Got mine free with a CF card as well.  Haven't had to use it yet.  I had no idea it was a subscription type thing...


----------



## Overread (Apr 8, 2011)

Bleh! Might as well just buy a new CF card each year and get the "free" subscription and a new card at least!
But yes it does sound awfully cheeky to charge an annual fee for software which is probably already totally covered in running and development costs through the card sales already.


----------



## Davor (Apr 8, 2011)

wow really? that's a bummer, is there no alternative to such a program? They make it seem like people need to recover images everyday


----------



## DeadEye (Apr 13, 2011)

Dear DeadEyeStudio;

I am very sorry you feel this way.  When you purchased RescuePro Deluxe, you purchased a 1 year subscription.  I will go ahead and take you off the mailing list since you are not interested in purchasing the renewal.

Sincerely;
Angela Sigouin


----------



## alsearsa (Jun 24, 2012)

There are other recovery applications.... free.  One good one is Recuva.  SanDisk is weird.  I got my copy of Rescue Pro with a CF and just lay it aside.  Later I needed it and had lost the code.  SanDisk referred me to the company that actually wrote the application who told me that I had waited too late to request a code.  After some pleading and telling them that I didn't install earlier because I no need, they gave me a code.  But it was a major run-a-round.


----------
----------------
TASK TO COMPLETE> Could you transcribe the RescuePro forum thread, starting with "## alsearsa (Jun" and going on through "a major run-a-round."?
----------------
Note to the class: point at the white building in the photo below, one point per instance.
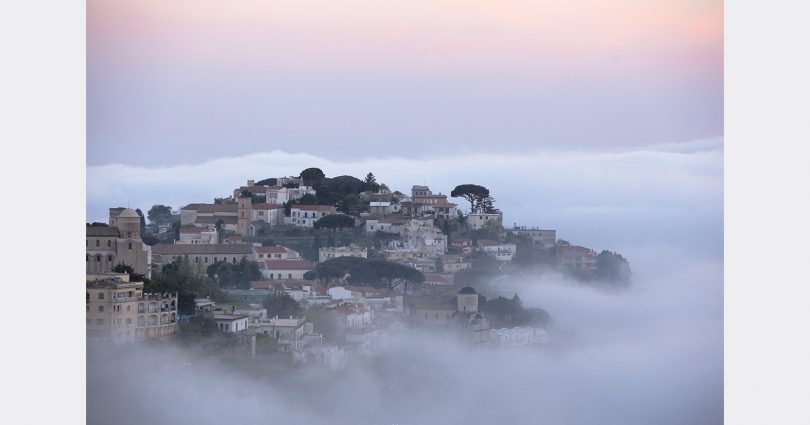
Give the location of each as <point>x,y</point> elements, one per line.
<point>328,253</point>
<point>543,237</point>
<point>478,220</point>
<point>502,252</point>
<point>284,269</point>
<point>231,322</point>
<point>307,215</point>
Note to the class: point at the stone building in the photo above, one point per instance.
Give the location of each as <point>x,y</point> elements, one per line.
<point>106,247</point>
<point>120,311</point>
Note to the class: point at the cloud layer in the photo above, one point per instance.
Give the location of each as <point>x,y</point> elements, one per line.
<point>666,194</point>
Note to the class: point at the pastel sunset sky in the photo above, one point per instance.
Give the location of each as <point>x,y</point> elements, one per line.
<point>193,80</point>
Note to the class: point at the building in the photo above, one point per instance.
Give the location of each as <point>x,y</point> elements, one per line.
<point>275,253</point>
<point>272,214</point>
<point>198,235</point>
<point>118,310</point>
<point>284,269</point>
<point>107,247</point>
<point>385,224</point>
<point>307,215</point>
<point>542,237</point>
<point>577,257</point>
<point>452,263</point>
<point>477,220</point>
<point>228,322</point>
<point>200,256</point>
<point>328,253</point>
<point>250,189</point>
<point>501,252</point>
<point>381,208</point>
<point>209,214</point>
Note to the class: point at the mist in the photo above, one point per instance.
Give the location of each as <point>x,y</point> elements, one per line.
<point>650,354</point>
<point>660,194</point>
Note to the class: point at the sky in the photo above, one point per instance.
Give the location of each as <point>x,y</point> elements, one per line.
<point>194,80</point>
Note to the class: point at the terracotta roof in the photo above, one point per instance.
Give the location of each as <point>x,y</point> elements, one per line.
<point>210,208</point>
<point>266,206</point>
<point>313,207</point>
<point>101,231</point>
<point>192,229</point>
<point>266,284</point>
<point>270,249</point>
<point>253,189</point>
<point>574,249</point>
<point>285,264</point>
<point>226,219</point>
<point>210,249</point>
<point>433,277</point>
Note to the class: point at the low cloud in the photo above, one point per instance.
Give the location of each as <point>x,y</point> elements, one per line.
<point>612,200</point>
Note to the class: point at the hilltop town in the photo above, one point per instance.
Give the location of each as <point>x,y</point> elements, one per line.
<point>311,270</point>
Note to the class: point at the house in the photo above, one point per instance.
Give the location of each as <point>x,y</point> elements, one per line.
<point>542,237</point>
<point>106,246</point>
<point>227,322</point>
<point>287,332</point>
<point>384,224</point>
<point>501,252</point>
<point>477,220</point>
<point>577,257</point>
<point>119,310</point>
<point>250,188</point>
<point>200,256</point>
<point>307,215</point>
<point>285,269</point>
<point>197,235</point>
<point>209,214</point>
<point>380,208</point>
<point>328,253</point>
<point>272,214</point>
<point>275,253</point>
<point>452,263</point>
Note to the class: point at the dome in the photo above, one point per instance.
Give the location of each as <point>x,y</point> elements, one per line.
<point>129,213</point>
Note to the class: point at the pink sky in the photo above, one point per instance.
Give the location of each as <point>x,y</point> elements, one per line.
<point>659,63</point>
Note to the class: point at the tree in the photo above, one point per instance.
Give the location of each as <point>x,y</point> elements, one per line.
<point>487,205</point>
<point>371,183</point>
<point>143,221</point>
<point>312,176</point>
<point>474,194</point>
<point>272,181</point>
<point>334,221</point>
<point>281,304</point>
<point>159,214</point>
<point>612,267</point>
<point>327,273</point>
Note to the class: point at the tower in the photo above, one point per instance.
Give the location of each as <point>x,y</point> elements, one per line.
<point>129,224</point>
<point>245,208</point>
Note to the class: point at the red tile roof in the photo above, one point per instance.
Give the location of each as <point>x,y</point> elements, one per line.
<point>270,250</point>
<point>266,206</point>
<point>314,207</point>
<point>211,208</point>
<point>286,265</point>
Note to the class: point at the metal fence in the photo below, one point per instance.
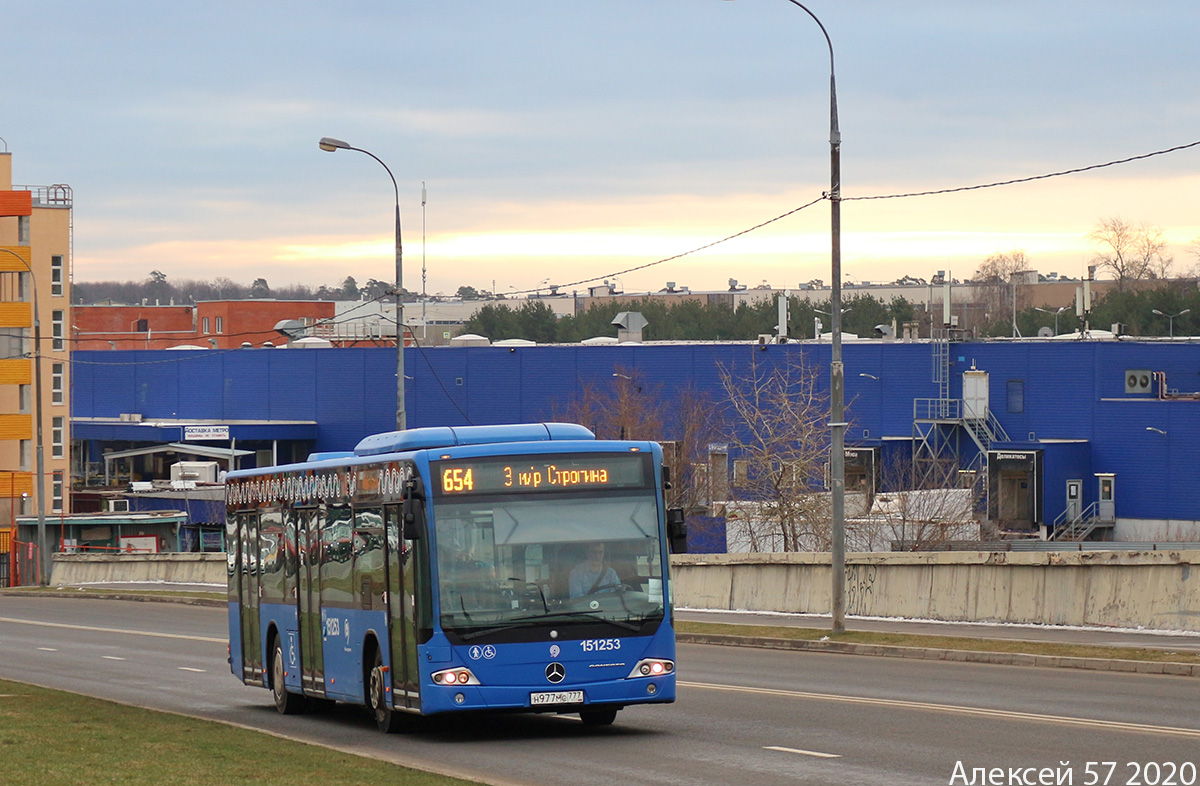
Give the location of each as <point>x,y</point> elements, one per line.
<point>21,565</point>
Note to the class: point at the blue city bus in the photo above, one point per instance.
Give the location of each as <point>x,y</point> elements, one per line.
<point>453,569</point>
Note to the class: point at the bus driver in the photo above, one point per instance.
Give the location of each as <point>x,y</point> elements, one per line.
<point>593,575</point>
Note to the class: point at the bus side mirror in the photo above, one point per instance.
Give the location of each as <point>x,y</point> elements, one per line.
<point>413,510</point>
<point>677,531</point>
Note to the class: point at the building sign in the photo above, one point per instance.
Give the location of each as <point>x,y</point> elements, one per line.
<point>201,433</point>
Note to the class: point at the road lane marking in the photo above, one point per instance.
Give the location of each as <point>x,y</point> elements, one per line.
<point>112,630</point>
<point>981,712</point>
<point>802,753</point>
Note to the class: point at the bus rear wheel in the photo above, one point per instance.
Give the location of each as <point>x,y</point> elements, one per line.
<point>285,702</point>
<point>385,718</point>
<point>600,717</point>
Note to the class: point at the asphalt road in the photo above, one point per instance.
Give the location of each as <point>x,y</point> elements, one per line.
<point>1176,641</point>
<point>743,715</point>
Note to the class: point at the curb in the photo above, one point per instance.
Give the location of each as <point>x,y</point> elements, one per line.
<point>795,645</point>
<point>960,655</point>
<point>65,592</point>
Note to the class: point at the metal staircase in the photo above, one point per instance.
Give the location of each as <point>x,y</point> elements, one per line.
<point>939,424</point>
<point>1080,527</point>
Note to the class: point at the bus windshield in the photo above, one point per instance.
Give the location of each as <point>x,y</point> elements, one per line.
<point>523,561</point>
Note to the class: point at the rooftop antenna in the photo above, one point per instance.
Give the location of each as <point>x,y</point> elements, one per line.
<point>425,325</point>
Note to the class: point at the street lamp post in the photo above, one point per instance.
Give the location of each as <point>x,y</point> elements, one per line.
<point>837,371</point>
<point>42,567</point>
<point>1170,318</point>
<point>331,145</point>
<point>1047,311</point>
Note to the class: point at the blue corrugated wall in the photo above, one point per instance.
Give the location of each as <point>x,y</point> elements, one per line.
<point>1072,390</point>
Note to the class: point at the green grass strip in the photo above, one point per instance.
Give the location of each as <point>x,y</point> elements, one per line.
<point>945,642</point>
<point>54,738</point>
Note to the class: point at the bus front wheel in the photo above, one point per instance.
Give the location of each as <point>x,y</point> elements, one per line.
<point>385,718</point>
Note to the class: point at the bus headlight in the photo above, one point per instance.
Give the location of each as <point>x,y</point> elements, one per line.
<point>652,667</point>
<point>461,676</point>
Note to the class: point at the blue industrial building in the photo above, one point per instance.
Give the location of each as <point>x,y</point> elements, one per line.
<point>1063,429</point>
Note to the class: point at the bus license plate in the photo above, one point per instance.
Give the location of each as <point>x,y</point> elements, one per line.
<point>557,697</point>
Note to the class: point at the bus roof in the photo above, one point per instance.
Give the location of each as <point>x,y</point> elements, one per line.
<point>454,436</point>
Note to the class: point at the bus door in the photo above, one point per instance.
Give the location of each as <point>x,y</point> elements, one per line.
<point>247,591</point>
<point>312,670</point>
<point>401,611</point>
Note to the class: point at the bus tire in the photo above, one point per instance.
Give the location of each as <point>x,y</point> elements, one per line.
<point>285,702</point>
<point>599,717</point>
<point>387,719</point>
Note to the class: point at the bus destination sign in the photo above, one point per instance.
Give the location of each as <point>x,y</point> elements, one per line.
<point>521,474</point>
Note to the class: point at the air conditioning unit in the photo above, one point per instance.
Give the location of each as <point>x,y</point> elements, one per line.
<point>204,472</point>
<point>1138,381</point>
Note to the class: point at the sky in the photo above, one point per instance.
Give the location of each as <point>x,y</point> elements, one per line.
<point>568,142</point>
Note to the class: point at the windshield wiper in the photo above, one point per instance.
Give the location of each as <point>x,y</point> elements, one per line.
<point>496,629</point>
<point>588,615</point>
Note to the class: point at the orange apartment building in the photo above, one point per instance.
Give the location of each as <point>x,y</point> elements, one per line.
<point>35,282</point>
<point>211,324</point>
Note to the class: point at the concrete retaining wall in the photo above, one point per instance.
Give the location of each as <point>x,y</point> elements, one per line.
<point>184,568</point>
<point>1119,589</point>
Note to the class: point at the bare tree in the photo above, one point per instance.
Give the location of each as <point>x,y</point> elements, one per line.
<point>1131,251</point>
<point>777,433</point>
<point>994,280</point>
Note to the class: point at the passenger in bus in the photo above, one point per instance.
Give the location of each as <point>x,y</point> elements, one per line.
<point>593,574</point>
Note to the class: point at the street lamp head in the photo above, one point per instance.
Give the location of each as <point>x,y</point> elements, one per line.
<point>329,144</point>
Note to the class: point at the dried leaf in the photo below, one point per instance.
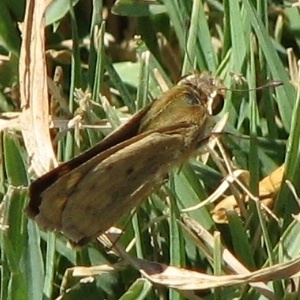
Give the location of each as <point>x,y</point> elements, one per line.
<point>33,90</point>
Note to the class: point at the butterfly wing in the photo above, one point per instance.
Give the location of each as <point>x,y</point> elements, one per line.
<point>92,197</point>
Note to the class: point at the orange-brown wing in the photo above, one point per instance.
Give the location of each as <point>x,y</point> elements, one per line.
<point>93,196</point>
<point>125,132</point>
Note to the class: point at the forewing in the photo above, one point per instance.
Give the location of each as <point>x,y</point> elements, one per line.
<point>121,135</point>
<point>110,186</point>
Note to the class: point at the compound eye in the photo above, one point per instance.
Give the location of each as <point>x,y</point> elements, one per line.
<point>216,104</point>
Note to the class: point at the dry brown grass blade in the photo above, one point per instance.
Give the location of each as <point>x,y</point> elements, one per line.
<point>34,91</point>
<point>268,189</point>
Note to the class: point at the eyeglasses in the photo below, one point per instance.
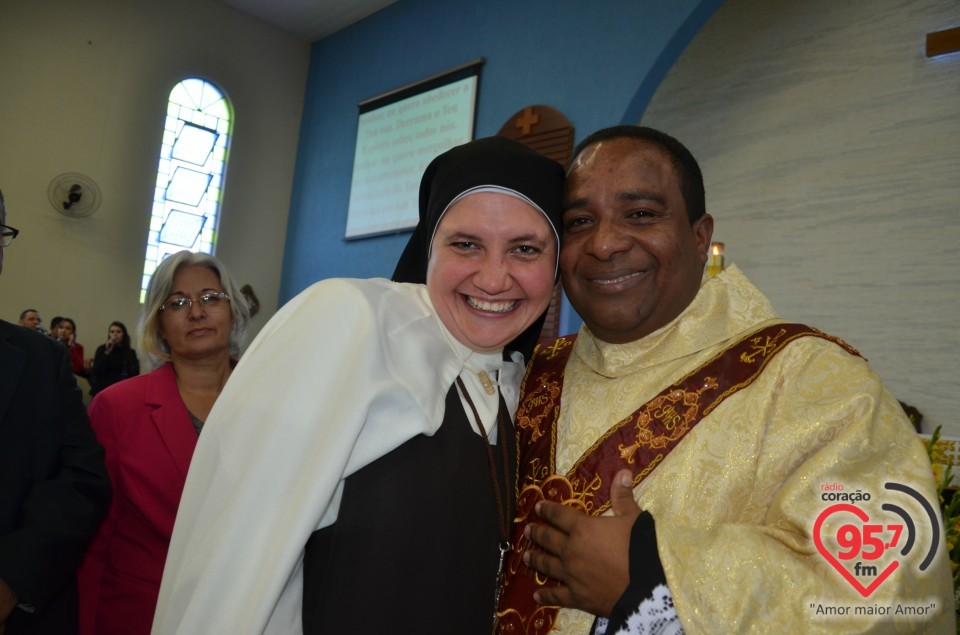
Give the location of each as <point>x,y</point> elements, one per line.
<point>7,234</point>
<point>207,301</point>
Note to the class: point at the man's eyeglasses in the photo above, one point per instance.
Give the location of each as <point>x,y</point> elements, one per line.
<point>7,234</point>
<point>207,301</point>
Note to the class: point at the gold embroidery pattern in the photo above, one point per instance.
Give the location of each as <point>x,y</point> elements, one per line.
<point>557,347</point>
<point>762,346</point>
<point>675,412</point>
<point>546,392</point>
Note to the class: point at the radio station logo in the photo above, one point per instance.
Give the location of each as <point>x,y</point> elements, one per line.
<point>866,545</point>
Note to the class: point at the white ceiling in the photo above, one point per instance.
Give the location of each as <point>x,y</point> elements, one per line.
<point>310,20</point>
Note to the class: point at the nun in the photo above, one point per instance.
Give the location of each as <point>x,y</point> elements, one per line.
<point>364,481</point>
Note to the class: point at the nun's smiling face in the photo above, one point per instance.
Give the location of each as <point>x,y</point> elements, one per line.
<point>492,269</point>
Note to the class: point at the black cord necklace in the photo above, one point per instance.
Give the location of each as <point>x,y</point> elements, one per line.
<point>501,496</point>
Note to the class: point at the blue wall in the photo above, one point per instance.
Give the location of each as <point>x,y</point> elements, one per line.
<point>598,63</point>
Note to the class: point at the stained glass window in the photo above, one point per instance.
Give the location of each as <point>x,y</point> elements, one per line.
<point>193,158</point>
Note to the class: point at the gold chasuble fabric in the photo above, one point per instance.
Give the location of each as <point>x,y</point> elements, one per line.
<point>737,500</point>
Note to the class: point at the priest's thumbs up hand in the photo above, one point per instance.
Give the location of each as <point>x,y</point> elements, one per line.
<point>588,555</point>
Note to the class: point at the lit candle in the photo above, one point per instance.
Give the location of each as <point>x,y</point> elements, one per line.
<point>715,264</point>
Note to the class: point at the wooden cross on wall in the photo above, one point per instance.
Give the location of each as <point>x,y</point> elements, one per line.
<point>943,42</point>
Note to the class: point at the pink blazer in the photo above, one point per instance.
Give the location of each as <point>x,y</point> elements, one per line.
<point>149,441</point>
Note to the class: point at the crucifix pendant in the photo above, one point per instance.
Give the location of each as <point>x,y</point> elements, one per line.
<point>504,550</point>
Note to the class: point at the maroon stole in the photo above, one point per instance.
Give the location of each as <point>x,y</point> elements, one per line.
<point>640,443</point>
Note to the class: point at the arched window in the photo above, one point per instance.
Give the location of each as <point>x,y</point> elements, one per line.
<point>193,158</point>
----------------
OUTPUT OF THE TASK>
## alsearsa (Jun 24, 2012)

There are other recovery applications.... free.  One good one is Recuva.  SanDisk is weird.  I got my copy of Rescue Pro with a CF and just lay it aside.  Later I needed it and had lost the code.  SanDisk referred me to the company that actually wrote the application who told me that I had waited too late to request a code.  After some pleading and telling them that I didn't install earlier because I no need, they gave me a code.  But it was a major run-a-round.